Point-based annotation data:
_ _ _ _ _ _ _
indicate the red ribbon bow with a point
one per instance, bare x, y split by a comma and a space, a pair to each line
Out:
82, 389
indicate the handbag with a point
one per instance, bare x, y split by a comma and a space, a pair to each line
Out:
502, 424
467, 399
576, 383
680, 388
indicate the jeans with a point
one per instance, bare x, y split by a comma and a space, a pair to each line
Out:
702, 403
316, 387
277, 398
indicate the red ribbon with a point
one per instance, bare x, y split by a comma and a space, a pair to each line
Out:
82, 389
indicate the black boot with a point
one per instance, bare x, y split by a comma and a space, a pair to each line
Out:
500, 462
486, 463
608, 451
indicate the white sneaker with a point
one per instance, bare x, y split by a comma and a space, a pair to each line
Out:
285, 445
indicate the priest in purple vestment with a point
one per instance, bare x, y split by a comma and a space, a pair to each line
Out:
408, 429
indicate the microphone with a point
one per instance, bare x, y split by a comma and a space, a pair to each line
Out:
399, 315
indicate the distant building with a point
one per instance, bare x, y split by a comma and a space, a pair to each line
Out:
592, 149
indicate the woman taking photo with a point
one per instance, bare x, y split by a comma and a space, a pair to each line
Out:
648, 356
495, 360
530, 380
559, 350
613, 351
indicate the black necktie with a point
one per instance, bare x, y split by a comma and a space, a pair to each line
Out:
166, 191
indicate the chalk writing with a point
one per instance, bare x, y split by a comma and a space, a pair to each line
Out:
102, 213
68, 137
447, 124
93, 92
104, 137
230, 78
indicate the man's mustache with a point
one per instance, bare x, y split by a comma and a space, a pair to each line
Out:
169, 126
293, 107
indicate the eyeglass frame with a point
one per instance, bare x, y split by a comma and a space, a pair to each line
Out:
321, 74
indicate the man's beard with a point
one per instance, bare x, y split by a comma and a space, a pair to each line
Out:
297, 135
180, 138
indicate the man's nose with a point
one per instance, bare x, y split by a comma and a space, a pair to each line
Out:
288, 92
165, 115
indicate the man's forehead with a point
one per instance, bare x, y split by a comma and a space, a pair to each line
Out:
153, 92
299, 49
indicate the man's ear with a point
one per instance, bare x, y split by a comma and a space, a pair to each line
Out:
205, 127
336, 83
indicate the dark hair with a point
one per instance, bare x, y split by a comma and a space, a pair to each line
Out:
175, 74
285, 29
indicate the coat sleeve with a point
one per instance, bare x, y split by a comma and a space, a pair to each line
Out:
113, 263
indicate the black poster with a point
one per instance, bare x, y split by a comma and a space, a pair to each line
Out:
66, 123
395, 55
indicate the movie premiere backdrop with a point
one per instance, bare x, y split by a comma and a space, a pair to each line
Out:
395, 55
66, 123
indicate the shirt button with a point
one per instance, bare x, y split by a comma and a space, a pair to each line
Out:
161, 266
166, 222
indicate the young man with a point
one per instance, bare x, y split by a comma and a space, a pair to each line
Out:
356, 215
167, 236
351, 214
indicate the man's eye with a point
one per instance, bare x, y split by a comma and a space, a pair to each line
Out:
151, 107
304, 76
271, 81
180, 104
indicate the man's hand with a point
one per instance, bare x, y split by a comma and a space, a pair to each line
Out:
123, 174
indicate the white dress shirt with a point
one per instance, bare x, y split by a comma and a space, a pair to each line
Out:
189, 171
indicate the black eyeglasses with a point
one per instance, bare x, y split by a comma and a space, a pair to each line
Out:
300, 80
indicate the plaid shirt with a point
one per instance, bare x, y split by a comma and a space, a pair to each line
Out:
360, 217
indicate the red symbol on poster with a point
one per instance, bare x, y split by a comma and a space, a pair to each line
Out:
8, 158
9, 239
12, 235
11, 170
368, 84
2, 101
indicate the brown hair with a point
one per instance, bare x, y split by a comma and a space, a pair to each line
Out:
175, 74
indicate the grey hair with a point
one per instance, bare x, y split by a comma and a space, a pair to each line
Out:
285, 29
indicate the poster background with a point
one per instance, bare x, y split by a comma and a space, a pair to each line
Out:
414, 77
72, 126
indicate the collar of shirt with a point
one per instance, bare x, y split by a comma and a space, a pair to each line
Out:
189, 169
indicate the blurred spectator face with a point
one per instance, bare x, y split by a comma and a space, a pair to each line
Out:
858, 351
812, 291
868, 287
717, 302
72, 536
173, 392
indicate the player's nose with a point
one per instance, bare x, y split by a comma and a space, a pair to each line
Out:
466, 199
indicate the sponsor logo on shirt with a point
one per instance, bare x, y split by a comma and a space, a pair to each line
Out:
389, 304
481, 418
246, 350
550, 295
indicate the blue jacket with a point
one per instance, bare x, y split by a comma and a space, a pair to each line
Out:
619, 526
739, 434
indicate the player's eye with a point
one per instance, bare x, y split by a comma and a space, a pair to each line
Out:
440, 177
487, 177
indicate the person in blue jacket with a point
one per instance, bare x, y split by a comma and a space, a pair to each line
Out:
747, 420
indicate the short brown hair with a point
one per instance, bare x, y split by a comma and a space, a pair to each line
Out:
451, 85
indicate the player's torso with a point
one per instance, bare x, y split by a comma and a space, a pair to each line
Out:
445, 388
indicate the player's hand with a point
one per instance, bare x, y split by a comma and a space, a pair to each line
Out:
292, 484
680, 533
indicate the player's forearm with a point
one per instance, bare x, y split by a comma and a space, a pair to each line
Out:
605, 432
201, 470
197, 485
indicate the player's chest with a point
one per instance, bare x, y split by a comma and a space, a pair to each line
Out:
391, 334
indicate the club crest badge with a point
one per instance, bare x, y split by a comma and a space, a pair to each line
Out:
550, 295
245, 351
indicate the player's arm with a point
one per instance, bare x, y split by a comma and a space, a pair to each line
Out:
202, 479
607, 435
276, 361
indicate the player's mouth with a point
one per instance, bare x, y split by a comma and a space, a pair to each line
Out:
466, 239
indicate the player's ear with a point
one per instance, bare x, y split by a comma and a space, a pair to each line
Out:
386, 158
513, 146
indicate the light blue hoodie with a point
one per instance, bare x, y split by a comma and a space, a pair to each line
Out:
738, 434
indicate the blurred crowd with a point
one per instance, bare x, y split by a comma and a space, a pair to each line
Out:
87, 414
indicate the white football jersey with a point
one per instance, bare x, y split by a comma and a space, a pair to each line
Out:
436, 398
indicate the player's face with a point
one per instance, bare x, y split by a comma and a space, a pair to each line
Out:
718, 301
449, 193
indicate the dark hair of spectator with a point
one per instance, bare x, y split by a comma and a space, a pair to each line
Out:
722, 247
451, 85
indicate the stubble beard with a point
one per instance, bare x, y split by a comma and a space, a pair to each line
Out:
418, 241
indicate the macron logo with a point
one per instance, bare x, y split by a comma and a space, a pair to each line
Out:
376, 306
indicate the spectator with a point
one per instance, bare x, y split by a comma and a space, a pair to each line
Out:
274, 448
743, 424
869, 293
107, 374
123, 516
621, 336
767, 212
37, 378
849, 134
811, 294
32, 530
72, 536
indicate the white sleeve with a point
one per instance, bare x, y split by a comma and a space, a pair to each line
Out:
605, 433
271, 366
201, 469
_ _ _ _ _ _ _
**Task to complete**
Reproduce the listing above word for word.

**Finished task**
indicate the red ribbon bow with a point
one per instance, bare x, y split by a comma and a space, a pair to each line
Out:
82, 389
indicate the handbag with a point
one per instance, bare x, y split by a comma and a space, a pair to each line
Out:
502, 424
467, 399
576, 383
680, 388
indicate the jeans with a point
one per instance, bare x, y split by a comma and a space, a pair to each line
Out:
702, 403
316, 387
277, 398
indicate the red ribbon with a point
one per instance, bare x, y split by a comma and a space, a pair to each line
Out:
82, 389
indicate the black boot with a point
one per instance, bare x, y split by a comma and a space, a pair to each line
Out:
500, 462
486, 463
608, 451
indicate the white sneaker with a point
one per instance, bare x, y split by a comma and a space, a pair to each line
Out:
285, 445
indicate the priest in purple vestment with a point
one per instance, bare x, y split by a comma and a space, a pair to each line
Out:
408, 429
indicate the microphone with a point
one per instance, bare x, y split by a comma and a space, a pair to each line
Out:
399, 315
indicate the distant building with a point
one per instance, bare x, y split by a comma and a space, a pair to each line
Out:
592, 149
indicate the woman taking photo with a point
one per instance, bare x, y split by a comma and a space, a pair to each line
Out:
648, 356
495, 360
530, 380
559, 350
613, 351
indicate the black necktie with a point
one per instance, bare x, y split by a comma and a space, a pair to each line
Out:
166, 191
indicate the chalk writing with a point
one per instance, bare x, y split by a comma and a space, a pair to each line
Out:
102, 213
68, 137
447, 124
93, 92
104, 137
230, 78
indicate the man's mustache with a point
one per instance, bare x, y split by a comma and a space, a pair to each line
Out:
169, 126
293, 107
indicate the eyeglass frame with a point
one per instance, bare x, y split by a comma and a space, a pair to each line
Out:
321, 74
indicate the man's beard with a point
one per instance, bare x, y split by a comma and a space, a pair to each line
Out:
297, 135
180, 138
indicate the man's nose with a point
one per instance, bare x, y split by a comma and a space, a pair to each line
Out:
288, 92
165, 115
indicate the man's forehead with a point
one per instance, bare x, y split by a comma and a space, a pair to each line
Out:
153, 92
299, 49
indicate the man's ear with a point
one per instance, bare x, y split by a comma and a space, a pair to each line
Out:
205, 127
336, 83
indicate the dark hair with a point
one per instance, bare x, y split by a comma and a space, a pair to each line
Out:
175, 74
285, 29
indicate the coat sleeve with a point
one per instance, bare x, y split by a comma and a space, a pair to each line
Out:
113, 263
indicate the black poster with a point
one per instance, bare x, y split by a comma and a space, a pair to each line
Out:
66, 123
395, 55
indicate the movie premiere backdrop with a point
one per instance, bare x, y split by a comma and a space, a pair to each line
Out:
395, 55
66, 123
indicate the shirt button with a point
one per instance, bare x, y split by a comma and a space, a pair to each line
Out:
161, 266
166, 222
indicate the young man with a point
one per instance, bare x, y split by a comma and a space, a pair to each line
Out:
356, 215
167, 236
351, 214
indicate the man's eye with a point
one per instance, bare x, y split by a comma and a space, a pair to each line
Out:
151, 107
304, 76
271, 81
180, 104
indicate the man's hand with a point
one per instance, bare x, y split by a comma and a space, a pair to each line
Out:
123, 174
indicate the white dress shirt with a point
one per instance, bare x, y split by a comma and a space, a pair to each line
Out:
189, 171
indicate the black eyeglasses with a point
one per instance, bare x, y split by a comma and a space, a pair to each line
Out:
300, 80
indicate the plaid shirt with a point
one per instance, bare x, y split by a comma and a space, a pair to each line
Out:
360, 217
indicate the red symbol on poster with a point
one per instance, bare x, y split by a comma and a space, a pair to each line
Out:
8, 158
9, 239
12, 235
11, 170
368, 84
2, 101
indicate the brown hair with a point
one per instance, bare x, y split by a comma and a space, a pair to each line
Out:
175, 74
indicate the grey hair with a point
one per instance, bare x, y split by a comma and a space, a pair to each line
Out:
285, 29
indicate the poster background with a point
one per instance, bare x, y split by a comma and a space, a pair to each line
Out:
414, 77
72, 126
indicate the collar of shirt with a point
one per instance, bare x, y split by a comma and a space, a pair to each line
Out:
189, 169
indicate the blurred spectator face with a point
one per instance, bare x, y split by a comma and a space, a pair to each line
Out:
858, 351
812, 291
868, 287
717, 302
72, 536
173, 392
indicate the player's nose with a point
one per instance, bare x, y split by a comma and a space, a pair to each line
Out:
466, 199
indicate the sponsor logo on shirt with a point
one per instance, bare x, y split by a comma and a space, a pair to each line
Out:
389, 304
481, 418
246, 350
550, 295
indicate the blue jacket with a point
one per instance, bare x, y split by a comma and a space, a pair to each line
Out:
619, 526
739, 434
indicate the player's eye with a point
one per instance, bare x, y split by a comma and a space, a pair to each line
Out:
440, 177
487, 177
indicate the person in blue jacket with a point
one per instance, bare x, y split by a comma and a space, a pair to each line
Out:
747, 420
indicate the short brown hair with a point
one per instance, bare x, y split by a comma and a space, a pair to each line
Out:
451, 85
indicate the player's torso with a point
one per instance, bare x, y split by a comma and a space, a pair to each line
Out:
445, 388
indicate the player's hand with a point
one per instance, bare x, y split by a comma and a space, a pair to each line
Out:
292, 484
680, 533
indicate the player's forearm with a point
one per instance, bare x, y split by a comma and a space, a pair to each line
Out:
605, 432
201, 470
197, 485
indicate the player's chest with a point
one per instance, bare x, y split by a comma and a space, a pair to each line
Out:
391, 334
indicate the club crest badge with a point
one per instance, bare x, y split by a comma and a space, a pair to each line
Out:
550, 295
245, 351
indicate the player's arm with a point
one per instance, bare x, y split by a comma and a space, a pair to each line
Out:
202, 479
607, 435
276, 361
indicate the player's mouth with a point
one per instance, bare x, y split by a comma and a space, a pair to each line
Out:
466, 239
indicate the player's ear with a point
one per instance, bare x, y split by a comma and a space, a pair to each line
Out:
386, 158
513, 146
indicate the light blue hoodie with a point
one per instance, bare x, y split by a comma and a space, a pair to each line
Out:
738, 434
indicate the blurred crowd with a point
one per instance, bare x, y split by a comma and a space, a pair to each line
Out:
87, 414
indicate the white football jersey with a point
one per instance, bare x, y split by a comma and a space, a pair to each line
Out:
436, 398
indicate the player's face with a point
one per instance, bare x, y split by a comma and a space, a pair to each line
Out:
718, 301
449, 193
indicate the dark hair of spectator with a point
one per instance, bare x, y split by a comma and a space, a pair to each line
Out:
722, 247
451, 85
indicate the stubble beard with a point
one per instance, bare x, y split by a comma and a space, a pair to each line
Out:
418, 241
indicate the macron logo with a point
one per instance, bare x, y split by a comma and a space, a pair to each line
Out:
376, 306
indicate the spectator with a point
one per instance, bare x, y split by a comma and a space, a pair to each line
Out:
274, 448
743, 424
869, 293
107, 374
123, 516
621, 336
767, 212
37, 378
849, 134
811, 294
32, 530
72, 536
indicate the white sleeve with a point
one per instance, bare x, y split by a comma and a space, a pair to each line
Out:
605, 433
271, 366
201, 469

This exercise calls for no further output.